■ **Task goal**
Write out each line from the data below that includes the word "window".

- Opening Delimiter -

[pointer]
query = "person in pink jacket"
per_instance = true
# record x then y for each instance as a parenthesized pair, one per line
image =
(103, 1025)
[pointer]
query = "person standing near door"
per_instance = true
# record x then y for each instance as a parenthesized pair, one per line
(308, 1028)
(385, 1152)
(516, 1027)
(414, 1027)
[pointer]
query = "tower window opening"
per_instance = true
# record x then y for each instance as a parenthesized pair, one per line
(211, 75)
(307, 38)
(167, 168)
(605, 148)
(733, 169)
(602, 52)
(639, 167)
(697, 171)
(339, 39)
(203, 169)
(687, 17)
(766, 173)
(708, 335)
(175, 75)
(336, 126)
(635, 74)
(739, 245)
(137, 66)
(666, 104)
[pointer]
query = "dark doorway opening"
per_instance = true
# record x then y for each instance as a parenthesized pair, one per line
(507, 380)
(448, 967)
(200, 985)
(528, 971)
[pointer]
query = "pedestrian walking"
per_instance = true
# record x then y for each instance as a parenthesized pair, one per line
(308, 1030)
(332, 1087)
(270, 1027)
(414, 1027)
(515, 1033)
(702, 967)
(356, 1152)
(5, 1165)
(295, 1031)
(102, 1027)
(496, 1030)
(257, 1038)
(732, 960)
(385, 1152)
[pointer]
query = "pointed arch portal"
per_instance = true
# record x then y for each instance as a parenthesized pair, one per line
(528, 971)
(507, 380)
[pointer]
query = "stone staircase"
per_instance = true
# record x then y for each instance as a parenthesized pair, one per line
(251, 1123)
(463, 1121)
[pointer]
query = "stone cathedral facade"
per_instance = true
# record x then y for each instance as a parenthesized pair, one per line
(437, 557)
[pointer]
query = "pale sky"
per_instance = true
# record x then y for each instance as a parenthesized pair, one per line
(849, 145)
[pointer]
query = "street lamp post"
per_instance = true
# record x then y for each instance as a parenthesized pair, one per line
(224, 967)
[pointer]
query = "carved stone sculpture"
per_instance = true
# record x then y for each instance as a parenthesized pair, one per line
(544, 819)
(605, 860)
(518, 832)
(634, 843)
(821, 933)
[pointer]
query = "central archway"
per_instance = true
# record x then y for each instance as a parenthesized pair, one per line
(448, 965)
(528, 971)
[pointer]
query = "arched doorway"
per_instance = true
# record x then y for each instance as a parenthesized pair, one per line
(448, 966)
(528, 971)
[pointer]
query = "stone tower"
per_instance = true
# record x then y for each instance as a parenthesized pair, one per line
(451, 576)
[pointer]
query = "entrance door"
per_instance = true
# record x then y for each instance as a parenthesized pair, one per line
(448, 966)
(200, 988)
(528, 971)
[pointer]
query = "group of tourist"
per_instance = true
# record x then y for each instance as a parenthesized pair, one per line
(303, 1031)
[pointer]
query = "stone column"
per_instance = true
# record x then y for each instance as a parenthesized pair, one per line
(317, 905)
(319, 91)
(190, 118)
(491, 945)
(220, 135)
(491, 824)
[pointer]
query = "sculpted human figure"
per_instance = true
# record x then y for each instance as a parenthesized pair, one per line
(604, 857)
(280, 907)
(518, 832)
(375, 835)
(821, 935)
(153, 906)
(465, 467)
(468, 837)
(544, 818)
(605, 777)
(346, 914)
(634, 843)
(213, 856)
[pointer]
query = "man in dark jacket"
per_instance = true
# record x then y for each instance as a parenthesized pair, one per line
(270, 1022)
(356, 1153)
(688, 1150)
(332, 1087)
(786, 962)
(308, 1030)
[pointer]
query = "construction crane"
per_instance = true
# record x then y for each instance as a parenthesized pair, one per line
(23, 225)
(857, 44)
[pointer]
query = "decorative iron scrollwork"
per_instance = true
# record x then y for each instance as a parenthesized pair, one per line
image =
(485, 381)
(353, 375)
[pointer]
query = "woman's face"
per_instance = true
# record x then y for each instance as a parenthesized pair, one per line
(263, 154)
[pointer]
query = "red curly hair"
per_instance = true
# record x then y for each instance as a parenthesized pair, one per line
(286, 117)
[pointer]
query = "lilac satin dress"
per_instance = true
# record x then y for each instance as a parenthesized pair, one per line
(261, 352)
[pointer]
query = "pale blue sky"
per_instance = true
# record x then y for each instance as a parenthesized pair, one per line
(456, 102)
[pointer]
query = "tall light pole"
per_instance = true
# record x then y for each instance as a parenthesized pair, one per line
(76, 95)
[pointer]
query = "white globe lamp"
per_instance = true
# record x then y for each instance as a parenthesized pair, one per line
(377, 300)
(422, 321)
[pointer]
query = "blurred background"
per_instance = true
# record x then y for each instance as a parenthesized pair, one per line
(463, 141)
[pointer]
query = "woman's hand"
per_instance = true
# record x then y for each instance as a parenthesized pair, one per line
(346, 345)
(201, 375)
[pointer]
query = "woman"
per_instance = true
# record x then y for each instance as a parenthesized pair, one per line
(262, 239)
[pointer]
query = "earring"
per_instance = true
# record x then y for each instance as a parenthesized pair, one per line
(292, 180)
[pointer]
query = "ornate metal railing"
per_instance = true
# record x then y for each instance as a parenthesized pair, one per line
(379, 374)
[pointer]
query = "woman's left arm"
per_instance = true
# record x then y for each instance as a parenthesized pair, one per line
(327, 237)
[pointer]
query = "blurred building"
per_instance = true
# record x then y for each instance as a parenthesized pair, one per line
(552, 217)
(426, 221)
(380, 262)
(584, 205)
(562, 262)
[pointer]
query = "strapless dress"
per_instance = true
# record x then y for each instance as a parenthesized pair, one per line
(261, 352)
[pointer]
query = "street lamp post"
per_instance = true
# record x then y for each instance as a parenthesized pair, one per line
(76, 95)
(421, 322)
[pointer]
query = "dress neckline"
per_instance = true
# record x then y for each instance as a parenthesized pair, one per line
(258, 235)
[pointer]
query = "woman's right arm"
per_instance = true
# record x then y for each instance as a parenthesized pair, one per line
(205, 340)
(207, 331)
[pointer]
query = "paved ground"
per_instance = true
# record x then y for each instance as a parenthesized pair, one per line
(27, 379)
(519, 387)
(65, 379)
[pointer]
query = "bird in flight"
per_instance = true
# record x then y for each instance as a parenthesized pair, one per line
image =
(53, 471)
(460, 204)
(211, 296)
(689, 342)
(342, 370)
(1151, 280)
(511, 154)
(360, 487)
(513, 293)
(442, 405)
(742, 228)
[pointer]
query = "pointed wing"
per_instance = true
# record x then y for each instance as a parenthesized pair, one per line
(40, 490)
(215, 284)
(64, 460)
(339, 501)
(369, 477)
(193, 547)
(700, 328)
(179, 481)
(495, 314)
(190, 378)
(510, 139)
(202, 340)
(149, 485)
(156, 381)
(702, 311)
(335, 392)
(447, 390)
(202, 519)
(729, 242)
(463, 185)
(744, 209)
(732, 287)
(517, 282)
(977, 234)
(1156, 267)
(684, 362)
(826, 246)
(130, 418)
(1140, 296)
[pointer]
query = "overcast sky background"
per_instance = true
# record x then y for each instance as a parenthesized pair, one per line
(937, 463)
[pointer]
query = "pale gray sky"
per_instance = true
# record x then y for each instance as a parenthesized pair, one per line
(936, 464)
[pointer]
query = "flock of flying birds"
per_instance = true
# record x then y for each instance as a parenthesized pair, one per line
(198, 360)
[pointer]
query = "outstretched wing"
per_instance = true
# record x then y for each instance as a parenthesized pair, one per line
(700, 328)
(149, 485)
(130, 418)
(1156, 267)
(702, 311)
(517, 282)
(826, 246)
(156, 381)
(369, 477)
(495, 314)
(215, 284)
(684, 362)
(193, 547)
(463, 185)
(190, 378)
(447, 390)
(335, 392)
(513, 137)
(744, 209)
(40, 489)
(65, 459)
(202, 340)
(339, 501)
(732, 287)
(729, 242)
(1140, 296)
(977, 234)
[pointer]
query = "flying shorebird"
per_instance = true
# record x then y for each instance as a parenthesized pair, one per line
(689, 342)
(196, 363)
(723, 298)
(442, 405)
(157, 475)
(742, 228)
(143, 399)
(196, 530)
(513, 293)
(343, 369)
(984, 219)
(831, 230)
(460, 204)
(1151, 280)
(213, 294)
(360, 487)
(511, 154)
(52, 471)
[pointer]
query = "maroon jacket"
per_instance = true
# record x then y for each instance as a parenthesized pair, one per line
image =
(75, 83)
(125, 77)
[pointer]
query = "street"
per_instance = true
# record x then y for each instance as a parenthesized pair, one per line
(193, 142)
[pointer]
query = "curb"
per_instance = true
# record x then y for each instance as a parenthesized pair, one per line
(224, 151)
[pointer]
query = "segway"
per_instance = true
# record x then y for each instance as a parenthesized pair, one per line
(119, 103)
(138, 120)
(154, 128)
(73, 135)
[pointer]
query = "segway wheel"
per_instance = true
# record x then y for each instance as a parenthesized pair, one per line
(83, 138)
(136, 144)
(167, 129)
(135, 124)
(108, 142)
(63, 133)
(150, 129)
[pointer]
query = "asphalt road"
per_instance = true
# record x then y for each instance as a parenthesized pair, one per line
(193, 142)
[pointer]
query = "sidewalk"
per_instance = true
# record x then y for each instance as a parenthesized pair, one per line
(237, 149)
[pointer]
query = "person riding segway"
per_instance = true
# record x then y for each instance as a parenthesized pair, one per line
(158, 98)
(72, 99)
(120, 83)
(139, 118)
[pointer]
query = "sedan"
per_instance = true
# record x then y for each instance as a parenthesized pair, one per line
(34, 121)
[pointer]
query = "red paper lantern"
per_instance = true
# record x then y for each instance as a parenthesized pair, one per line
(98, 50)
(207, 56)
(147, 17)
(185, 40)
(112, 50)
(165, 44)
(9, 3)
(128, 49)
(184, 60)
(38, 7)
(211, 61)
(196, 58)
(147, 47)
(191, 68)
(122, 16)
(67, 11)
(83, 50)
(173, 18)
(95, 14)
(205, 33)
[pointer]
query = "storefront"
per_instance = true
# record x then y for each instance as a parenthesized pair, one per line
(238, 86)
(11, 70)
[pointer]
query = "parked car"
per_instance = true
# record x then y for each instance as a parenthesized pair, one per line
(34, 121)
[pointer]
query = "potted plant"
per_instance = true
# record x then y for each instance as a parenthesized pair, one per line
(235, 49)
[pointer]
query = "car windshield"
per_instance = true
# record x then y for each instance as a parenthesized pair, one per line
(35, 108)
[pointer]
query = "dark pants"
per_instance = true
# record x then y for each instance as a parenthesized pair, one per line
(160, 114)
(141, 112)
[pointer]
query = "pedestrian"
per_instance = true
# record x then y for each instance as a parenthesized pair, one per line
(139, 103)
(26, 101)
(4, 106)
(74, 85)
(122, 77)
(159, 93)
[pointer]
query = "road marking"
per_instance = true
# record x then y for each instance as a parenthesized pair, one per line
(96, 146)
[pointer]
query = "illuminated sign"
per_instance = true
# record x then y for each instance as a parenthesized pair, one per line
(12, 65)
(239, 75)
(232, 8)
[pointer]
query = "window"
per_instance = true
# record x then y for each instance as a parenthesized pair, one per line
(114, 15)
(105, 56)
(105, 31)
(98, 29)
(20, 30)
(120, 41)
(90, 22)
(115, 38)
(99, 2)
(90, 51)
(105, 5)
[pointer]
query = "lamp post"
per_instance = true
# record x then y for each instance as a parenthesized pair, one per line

- Closing Delimiter -

■ **Answer area**
query = "tower window opening"
query = "window"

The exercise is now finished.